[[ Quoted passage, beginning ]]
The culture of the MLB in the U.S. is very strong, in terms of expected performance. Fans, coaches, and players themselves, expect a high level of performance, and some will do whatever it takes to succeed. The subcultures that exist come from the viewpoints of the players, coaches, the MLB, and fans. Many players and coaches believe that players should do whatever it takes to win (including PED's), even without publicly admitting it. Fans like to see players succeed, but are split when it comes to PED's. The MLB is completely against PED's and are strongly trying to prohibit them. There are some people among all stakeholder groups who do not care about the players' use of PED's. On the other hand, there are stakeholder groups who are looking for a major culture change.
The MLB's new anti-doping policy is a major attempt to change the culture of PED's within the MLB. It is evident that it is an instrument of cultural change because of the suspensions placed upon players (Manny Ramirez, Alex Rodriguez, etc.) The new anti-doping policy is almost used as a scare tactic among players, instead of an actual policy. However, in many players' eyes, it is worth the risk of suspension to use drugs and perform at a higher level. The evironment of "winning above all else" in the MLB has shaped how players decide to play the game, which may include the use of PED's.
One major symbol, unique to MLB, is money. Because the MLB does not have a salary cap placed upon its teams, players can make any amount of money owners are willing to spend. Therefore, players strive to hit more home runs, steal more bases, and record more outs to increase their monetary value, regardless of their reputation. If a salary cap was placed on the teams in the MLB, players would not feel pressured to increase their individual statistics and a "team-focus" would be more evident. The roles of MLB leaders should be to promote a "team-focus" and re-determine their values and strategies, and attempt to de-value to the "winning at all costs" mentaility. One reward that could be given out to promote the ban of PED's would be to award individuals or teams with a bonus at the end of each season to reward for a clean record during that season. Stricter suspension rules could be put into place as well.
Plan to change the MLB's culture:
Unfreezing: Have MLB administrators change their efforts to focus on whole teams, rather than individuals.
Moving: Re-focus the players and coaches viewpoints on the good of the team, rather than the individual. Have teams focus on winning and championships, instead of the "winning at all costs" ethic.
Freezing: Reward teams for a clean record and continue to promote a team focus in baseball.
[[ Quoted passage, end ]]
[[ Supplied data, beginning ]]
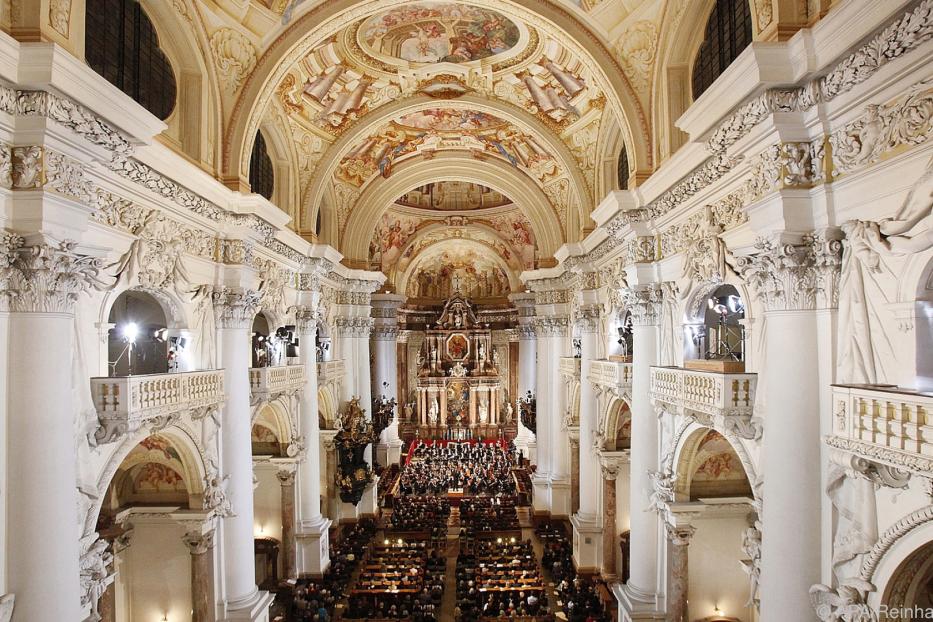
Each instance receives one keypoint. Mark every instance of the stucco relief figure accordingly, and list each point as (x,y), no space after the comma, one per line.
(95,575)
(751,546)
(872,256)
(856,517)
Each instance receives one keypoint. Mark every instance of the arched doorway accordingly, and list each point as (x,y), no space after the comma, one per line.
(716,520)
(160,538)
(137,342)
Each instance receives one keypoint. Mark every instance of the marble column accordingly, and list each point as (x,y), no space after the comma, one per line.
(802,276)
(641,592)
(286,475)
(42,282)
(545,392)
(234,310)
(573,434)
(586,522)
(559,483)
(385,376)
(679,537)
(527,367)
(312,527)
(201,546)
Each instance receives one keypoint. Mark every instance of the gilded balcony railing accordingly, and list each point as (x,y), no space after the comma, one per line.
(884,424)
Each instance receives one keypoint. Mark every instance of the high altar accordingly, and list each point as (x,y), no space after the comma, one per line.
(459,392)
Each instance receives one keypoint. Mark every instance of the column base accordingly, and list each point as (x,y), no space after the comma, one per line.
(635,605)
(540,501)
(256,611)
(313,547)
(587,544)
(559,490)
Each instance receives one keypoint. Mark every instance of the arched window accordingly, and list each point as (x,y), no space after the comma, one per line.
(623,170)
(122,46)
(728,32)
(261,175)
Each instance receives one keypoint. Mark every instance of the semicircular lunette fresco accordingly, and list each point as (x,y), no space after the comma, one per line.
(434,32)
(457,269)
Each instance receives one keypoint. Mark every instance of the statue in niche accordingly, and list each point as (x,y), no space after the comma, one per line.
(95,575)
(509,412)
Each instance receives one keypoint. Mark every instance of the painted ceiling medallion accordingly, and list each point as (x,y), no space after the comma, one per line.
(435,32)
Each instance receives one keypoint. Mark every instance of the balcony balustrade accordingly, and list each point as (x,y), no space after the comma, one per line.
(884,424)
(723,399)
(266,383)
(124,404)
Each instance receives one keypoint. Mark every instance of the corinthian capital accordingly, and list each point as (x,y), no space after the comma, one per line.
(795,275)
(45,277)
(644,303)
(235,307)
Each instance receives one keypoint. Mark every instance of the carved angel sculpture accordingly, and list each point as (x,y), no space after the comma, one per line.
(663,490)
(95,575)
(215,495)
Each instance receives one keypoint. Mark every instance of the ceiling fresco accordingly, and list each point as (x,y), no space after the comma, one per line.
(434,32)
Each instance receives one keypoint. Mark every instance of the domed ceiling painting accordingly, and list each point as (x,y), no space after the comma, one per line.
(433,32)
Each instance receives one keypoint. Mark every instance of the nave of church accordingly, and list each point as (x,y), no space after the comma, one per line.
(468,310)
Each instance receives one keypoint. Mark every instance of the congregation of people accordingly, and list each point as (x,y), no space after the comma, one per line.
(473,468)
(399,581)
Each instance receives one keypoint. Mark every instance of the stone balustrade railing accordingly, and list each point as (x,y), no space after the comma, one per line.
(570,366)
(272,381)
(126,403)
(611,375)
(884,424)
(705,392)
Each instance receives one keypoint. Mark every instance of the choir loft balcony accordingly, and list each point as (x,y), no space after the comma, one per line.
(269,383)
(884,424)
(126,403)
(724,399)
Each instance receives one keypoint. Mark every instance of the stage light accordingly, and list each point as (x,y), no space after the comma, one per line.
(130,331)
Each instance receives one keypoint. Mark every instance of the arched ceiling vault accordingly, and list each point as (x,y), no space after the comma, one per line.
(324,21)
(573,195)
(451,166)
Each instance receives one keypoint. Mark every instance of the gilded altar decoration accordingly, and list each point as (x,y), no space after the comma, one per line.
(354,474)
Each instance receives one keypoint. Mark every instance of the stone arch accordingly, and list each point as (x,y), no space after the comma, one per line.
(891,562)
(173,306)
(445,166)
(278,417)
(194,124)
(281,150)
(192,455)
(326,18)
(618,417)
(686,453)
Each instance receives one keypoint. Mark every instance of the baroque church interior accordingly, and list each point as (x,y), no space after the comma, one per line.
(537,310)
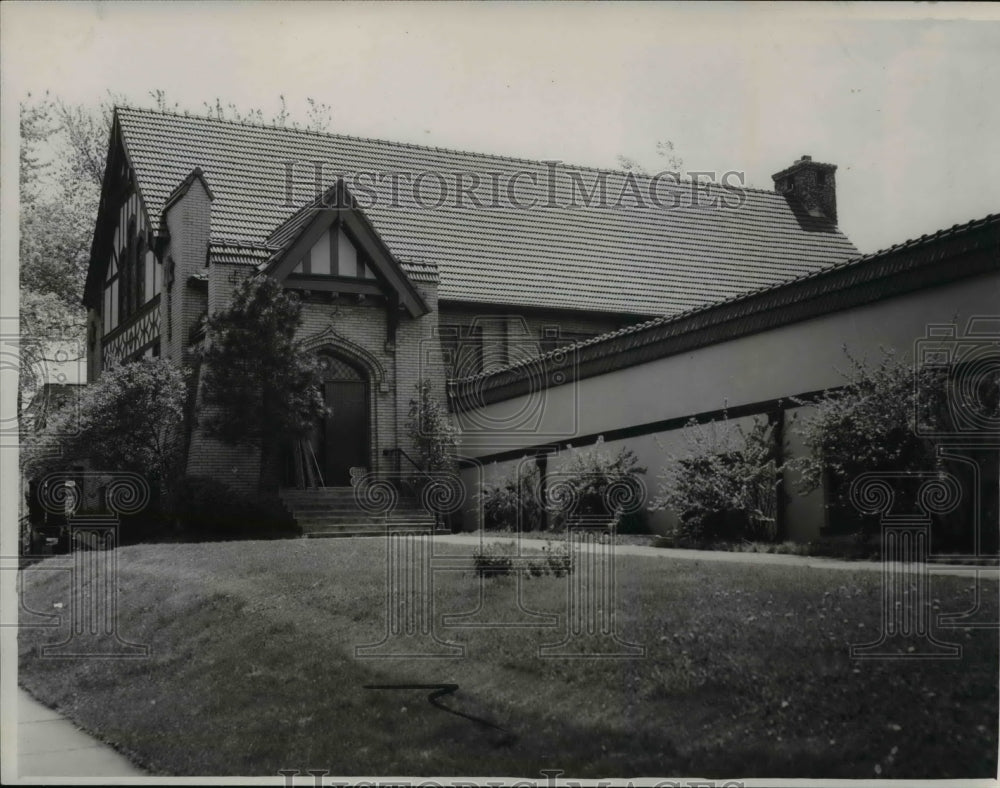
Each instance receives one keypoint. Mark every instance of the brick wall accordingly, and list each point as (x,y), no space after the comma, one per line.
[[ Supplied data, end ]]
**Tasks:**
a: Decide whether each statement agrees with the MLB culture text: (i) MLB teams are bound by a salary cap; (ii) fans are divided over PEDs; (iii) the Freezing stage of the plan rewards teams for a clean record. Answer yes or no for each, quoting the words of the text that decide it.
b: Set down part of the MLB culture text word for word, starting with "The culture of the" and going on through "major culture change.".
Draw only on the MLB culture text when answering.

**Response list:**
a:
(i) No: "Because the MLB does not have a salary cap placed upon its teams"
(ii) Yes: "Fans like to see players succeed, but are split when it comes to PED's."
(iii) Yes: "Freezing: Reward teams for a clean record and continue to promote a team focus in baseball."

b:
The culture of the MLB in the U.S. is very strong, in terms of expected performance. Fans, coaches, and players themselves, expect a high level of performance, and some will do whatever it takes to succeed. The subcultures that exist come from the viewpoints of the players, coaches, the MLB, and fans. Many players and coaches believe that players should do whatever it takes to win (including PED's), even without publicly admitting it. Fans like to see players succeed, but are split when it comes to PED's. The MLB is completely against PED's and are strongly trying to prohibit them. There are some people among all stakeholder groups who do not care about the players' use of PED's. On the other hand, there are stakeholder groups who are looking for a major culture change.